**What you need to do**:
Would you please copy each line of the listing that mentions "below"?

BEGIN Task material

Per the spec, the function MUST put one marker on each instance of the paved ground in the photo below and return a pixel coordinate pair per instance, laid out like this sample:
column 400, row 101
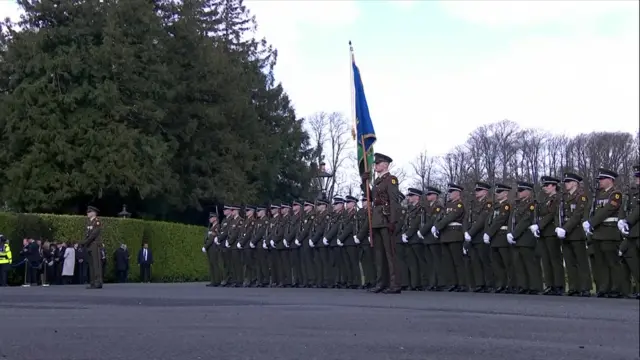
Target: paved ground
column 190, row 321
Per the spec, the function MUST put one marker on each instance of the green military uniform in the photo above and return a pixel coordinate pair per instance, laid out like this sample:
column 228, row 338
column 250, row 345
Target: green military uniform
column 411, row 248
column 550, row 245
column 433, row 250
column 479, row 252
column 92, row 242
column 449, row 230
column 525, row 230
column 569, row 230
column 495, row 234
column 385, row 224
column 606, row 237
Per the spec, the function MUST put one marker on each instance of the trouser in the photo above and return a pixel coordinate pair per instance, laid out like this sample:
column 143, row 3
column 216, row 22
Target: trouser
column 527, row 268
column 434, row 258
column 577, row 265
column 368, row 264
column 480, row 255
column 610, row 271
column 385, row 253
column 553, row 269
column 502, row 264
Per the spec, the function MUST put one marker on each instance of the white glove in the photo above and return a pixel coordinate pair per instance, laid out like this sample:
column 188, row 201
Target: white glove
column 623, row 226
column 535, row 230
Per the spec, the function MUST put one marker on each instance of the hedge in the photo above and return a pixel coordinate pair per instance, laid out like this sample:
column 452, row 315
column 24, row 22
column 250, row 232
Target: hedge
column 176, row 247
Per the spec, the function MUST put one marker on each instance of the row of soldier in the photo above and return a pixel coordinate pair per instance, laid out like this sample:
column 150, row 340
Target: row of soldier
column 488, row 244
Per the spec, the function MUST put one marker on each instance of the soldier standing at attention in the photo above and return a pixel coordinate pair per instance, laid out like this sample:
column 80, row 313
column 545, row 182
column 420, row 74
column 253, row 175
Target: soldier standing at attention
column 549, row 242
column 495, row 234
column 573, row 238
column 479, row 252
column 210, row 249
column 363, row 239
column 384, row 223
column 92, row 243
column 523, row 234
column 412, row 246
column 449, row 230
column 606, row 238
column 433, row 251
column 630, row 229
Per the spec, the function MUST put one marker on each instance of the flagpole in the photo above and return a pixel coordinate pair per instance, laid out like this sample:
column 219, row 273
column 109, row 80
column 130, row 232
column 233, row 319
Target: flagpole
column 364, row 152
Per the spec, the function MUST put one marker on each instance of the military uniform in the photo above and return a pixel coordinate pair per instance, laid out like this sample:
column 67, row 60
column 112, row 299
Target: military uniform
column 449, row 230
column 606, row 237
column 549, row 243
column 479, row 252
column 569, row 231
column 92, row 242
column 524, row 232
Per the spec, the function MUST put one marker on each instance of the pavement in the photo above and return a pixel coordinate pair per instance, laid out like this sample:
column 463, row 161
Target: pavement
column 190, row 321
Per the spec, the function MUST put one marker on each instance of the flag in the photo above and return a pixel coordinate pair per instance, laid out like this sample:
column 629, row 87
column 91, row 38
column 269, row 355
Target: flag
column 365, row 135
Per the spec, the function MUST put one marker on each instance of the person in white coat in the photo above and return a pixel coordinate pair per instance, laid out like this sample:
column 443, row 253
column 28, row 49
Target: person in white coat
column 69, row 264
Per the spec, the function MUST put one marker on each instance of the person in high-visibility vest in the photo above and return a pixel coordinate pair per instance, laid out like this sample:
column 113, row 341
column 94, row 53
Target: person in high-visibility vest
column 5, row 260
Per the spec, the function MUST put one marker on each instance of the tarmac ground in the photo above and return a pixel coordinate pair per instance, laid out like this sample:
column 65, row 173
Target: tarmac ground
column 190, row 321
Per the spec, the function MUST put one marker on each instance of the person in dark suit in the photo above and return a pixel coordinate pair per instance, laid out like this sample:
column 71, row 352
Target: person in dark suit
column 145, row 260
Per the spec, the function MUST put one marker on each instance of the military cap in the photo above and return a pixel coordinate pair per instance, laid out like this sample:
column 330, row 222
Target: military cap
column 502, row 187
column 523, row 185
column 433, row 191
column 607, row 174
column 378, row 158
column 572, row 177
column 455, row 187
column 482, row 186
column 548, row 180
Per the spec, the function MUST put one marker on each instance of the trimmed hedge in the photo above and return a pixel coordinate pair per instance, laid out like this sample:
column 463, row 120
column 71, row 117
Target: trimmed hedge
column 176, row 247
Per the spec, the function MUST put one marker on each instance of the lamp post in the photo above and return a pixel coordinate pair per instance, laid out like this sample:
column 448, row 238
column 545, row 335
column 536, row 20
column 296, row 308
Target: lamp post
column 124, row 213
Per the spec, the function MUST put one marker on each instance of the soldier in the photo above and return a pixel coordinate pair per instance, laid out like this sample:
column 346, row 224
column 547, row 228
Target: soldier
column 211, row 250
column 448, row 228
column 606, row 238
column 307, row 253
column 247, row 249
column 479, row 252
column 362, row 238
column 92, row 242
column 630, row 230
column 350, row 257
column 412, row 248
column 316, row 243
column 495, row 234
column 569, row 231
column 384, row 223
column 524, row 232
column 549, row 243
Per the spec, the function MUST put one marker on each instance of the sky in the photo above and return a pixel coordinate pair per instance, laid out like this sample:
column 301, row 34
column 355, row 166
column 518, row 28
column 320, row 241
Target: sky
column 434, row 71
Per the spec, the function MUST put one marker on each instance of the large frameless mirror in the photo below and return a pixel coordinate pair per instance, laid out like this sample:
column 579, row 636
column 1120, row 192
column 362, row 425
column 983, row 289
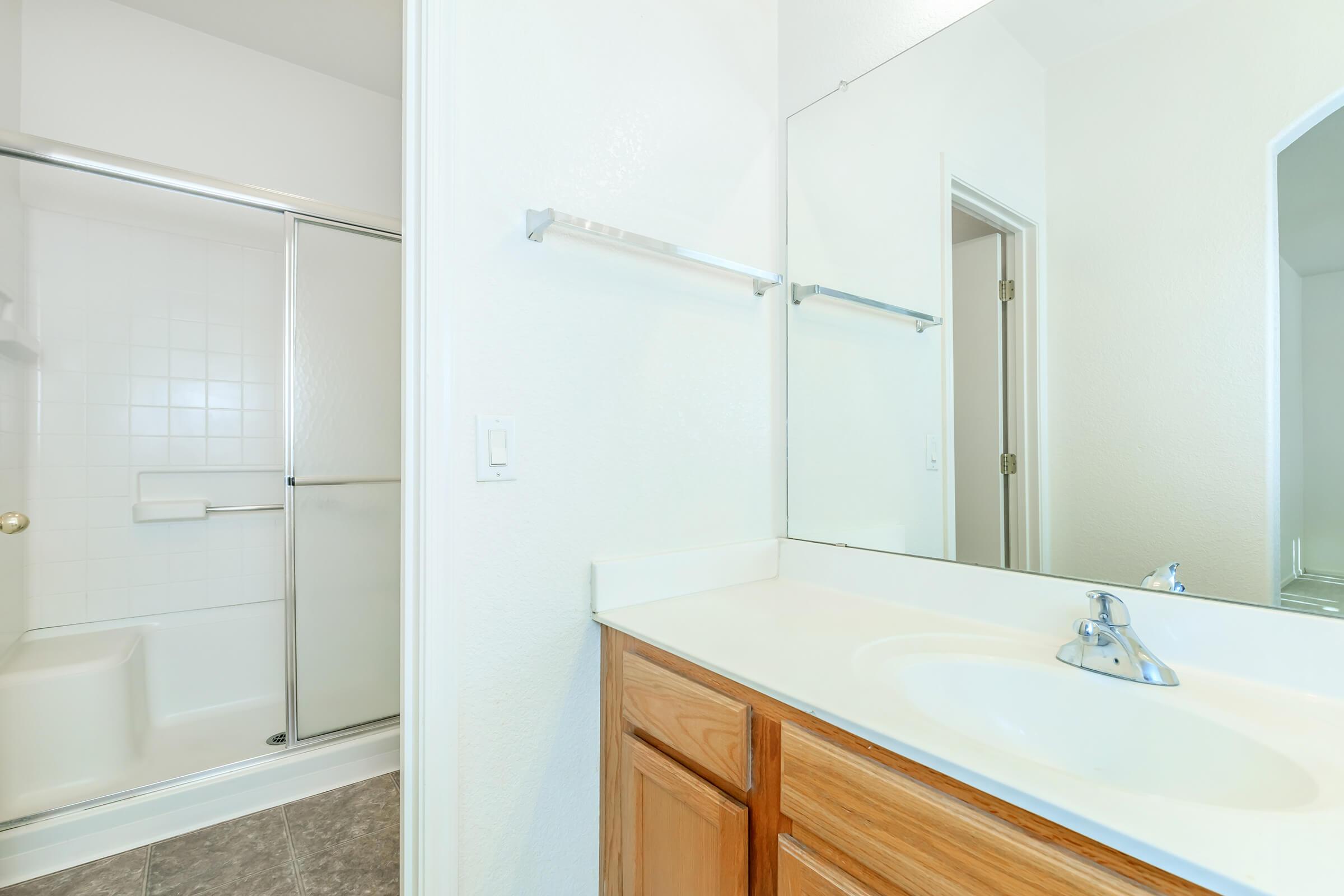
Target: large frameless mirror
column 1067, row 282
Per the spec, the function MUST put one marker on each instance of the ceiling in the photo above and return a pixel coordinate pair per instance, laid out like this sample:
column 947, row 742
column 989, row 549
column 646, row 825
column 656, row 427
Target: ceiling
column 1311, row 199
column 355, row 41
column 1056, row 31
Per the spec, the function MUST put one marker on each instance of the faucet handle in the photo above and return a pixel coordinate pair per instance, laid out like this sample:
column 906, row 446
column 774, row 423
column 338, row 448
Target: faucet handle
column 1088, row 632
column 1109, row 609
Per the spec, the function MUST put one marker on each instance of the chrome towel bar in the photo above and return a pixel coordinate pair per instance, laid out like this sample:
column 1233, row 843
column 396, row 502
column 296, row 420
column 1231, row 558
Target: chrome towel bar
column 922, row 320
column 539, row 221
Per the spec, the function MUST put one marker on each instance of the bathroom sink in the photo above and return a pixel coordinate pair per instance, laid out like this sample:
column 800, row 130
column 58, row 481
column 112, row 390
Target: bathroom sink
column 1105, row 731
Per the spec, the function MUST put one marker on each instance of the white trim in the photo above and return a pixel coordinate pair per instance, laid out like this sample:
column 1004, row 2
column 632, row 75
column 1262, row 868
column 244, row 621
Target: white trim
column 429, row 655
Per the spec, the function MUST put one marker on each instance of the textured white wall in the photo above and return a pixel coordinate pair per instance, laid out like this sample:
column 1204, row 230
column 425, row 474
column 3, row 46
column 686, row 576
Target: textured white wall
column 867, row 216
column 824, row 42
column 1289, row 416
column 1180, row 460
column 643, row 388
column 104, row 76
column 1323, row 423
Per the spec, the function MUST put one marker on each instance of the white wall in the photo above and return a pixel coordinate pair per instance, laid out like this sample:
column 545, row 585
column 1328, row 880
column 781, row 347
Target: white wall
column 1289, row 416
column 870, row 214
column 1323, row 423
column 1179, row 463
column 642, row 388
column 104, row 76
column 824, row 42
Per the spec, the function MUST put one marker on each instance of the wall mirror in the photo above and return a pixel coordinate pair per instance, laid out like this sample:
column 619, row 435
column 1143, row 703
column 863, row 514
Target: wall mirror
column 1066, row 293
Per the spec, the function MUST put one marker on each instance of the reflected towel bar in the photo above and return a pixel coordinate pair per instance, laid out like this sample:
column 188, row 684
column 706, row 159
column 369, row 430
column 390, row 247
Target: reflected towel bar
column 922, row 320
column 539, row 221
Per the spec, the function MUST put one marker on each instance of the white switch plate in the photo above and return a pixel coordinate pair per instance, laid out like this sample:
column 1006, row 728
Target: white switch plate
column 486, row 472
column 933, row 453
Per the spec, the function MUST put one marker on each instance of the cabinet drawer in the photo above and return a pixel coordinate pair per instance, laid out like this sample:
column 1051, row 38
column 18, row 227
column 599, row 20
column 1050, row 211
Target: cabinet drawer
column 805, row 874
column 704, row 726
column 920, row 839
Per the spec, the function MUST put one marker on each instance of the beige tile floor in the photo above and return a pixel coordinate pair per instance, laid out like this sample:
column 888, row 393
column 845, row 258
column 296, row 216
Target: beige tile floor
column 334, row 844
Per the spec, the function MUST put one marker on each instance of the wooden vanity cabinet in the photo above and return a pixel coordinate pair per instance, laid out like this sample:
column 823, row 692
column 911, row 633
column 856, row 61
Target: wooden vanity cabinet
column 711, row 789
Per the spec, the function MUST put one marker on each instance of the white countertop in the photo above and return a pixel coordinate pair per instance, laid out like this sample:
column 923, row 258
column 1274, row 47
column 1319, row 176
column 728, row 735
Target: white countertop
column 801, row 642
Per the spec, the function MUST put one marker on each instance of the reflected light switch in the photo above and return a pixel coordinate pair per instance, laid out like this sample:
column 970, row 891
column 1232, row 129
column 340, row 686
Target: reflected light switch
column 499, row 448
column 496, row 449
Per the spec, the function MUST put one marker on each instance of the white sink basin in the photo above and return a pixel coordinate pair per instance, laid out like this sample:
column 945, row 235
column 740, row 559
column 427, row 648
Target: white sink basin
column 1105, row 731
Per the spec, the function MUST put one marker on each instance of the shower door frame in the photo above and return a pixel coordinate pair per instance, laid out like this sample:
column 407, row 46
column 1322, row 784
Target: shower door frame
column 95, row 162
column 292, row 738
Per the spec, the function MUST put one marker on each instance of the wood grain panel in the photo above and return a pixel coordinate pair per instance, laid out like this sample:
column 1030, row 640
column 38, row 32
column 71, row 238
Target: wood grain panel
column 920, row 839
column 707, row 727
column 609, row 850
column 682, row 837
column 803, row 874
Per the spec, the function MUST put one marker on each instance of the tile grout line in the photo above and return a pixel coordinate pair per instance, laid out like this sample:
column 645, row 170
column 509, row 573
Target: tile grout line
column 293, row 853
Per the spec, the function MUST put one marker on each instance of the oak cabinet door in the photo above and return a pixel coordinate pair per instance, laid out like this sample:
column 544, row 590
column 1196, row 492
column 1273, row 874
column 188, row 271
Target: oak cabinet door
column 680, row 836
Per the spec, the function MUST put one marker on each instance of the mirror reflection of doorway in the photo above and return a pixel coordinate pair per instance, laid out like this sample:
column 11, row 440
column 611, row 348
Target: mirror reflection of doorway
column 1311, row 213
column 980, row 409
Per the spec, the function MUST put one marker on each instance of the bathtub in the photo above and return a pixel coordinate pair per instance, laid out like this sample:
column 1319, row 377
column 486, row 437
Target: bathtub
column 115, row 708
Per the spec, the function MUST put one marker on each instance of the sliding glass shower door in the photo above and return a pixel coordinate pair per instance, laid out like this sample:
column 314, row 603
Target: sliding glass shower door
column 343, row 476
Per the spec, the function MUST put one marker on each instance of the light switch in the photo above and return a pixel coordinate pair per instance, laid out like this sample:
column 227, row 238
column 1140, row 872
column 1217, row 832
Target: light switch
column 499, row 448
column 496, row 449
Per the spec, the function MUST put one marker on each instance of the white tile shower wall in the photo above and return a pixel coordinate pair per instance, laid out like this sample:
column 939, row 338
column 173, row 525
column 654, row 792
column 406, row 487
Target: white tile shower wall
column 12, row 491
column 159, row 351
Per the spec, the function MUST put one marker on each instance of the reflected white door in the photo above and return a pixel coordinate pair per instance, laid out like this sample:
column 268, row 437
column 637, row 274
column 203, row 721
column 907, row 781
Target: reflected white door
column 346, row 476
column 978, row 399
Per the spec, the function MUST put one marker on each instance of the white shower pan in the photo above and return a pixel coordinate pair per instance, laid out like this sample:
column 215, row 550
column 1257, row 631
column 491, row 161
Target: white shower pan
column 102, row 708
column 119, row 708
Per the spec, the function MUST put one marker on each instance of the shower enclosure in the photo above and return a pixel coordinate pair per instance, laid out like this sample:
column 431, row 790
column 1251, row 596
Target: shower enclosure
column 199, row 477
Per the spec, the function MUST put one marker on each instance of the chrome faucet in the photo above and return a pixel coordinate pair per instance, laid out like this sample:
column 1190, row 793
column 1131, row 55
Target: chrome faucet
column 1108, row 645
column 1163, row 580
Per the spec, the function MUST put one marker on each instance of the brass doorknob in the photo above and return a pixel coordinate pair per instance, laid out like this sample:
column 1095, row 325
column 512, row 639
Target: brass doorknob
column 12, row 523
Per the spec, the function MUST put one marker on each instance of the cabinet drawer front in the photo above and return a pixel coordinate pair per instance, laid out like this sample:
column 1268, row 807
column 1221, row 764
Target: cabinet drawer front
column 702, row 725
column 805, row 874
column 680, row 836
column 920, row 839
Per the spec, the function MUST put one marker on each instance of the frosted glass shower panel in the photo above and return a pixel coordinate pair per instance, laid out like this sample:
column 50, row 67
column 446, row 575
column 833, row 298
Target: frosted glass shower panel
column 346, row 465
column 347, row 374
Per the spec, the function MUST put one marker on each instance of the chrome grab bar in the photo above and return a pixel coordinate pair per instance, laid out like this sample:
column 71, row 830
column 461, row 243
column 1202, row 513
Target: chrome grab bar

END Task material

**Your solution**:
Per the spec, the function MUST put one marker on each instance of the paved ground in the photo below and return a pixel coordinate pair per instance, laid out like this sample:
Per the spec, the function MUST put one marker on each instance of the large frameless mirror in the photo below and return a pixel coordinate pair per instance, laid out like this sample:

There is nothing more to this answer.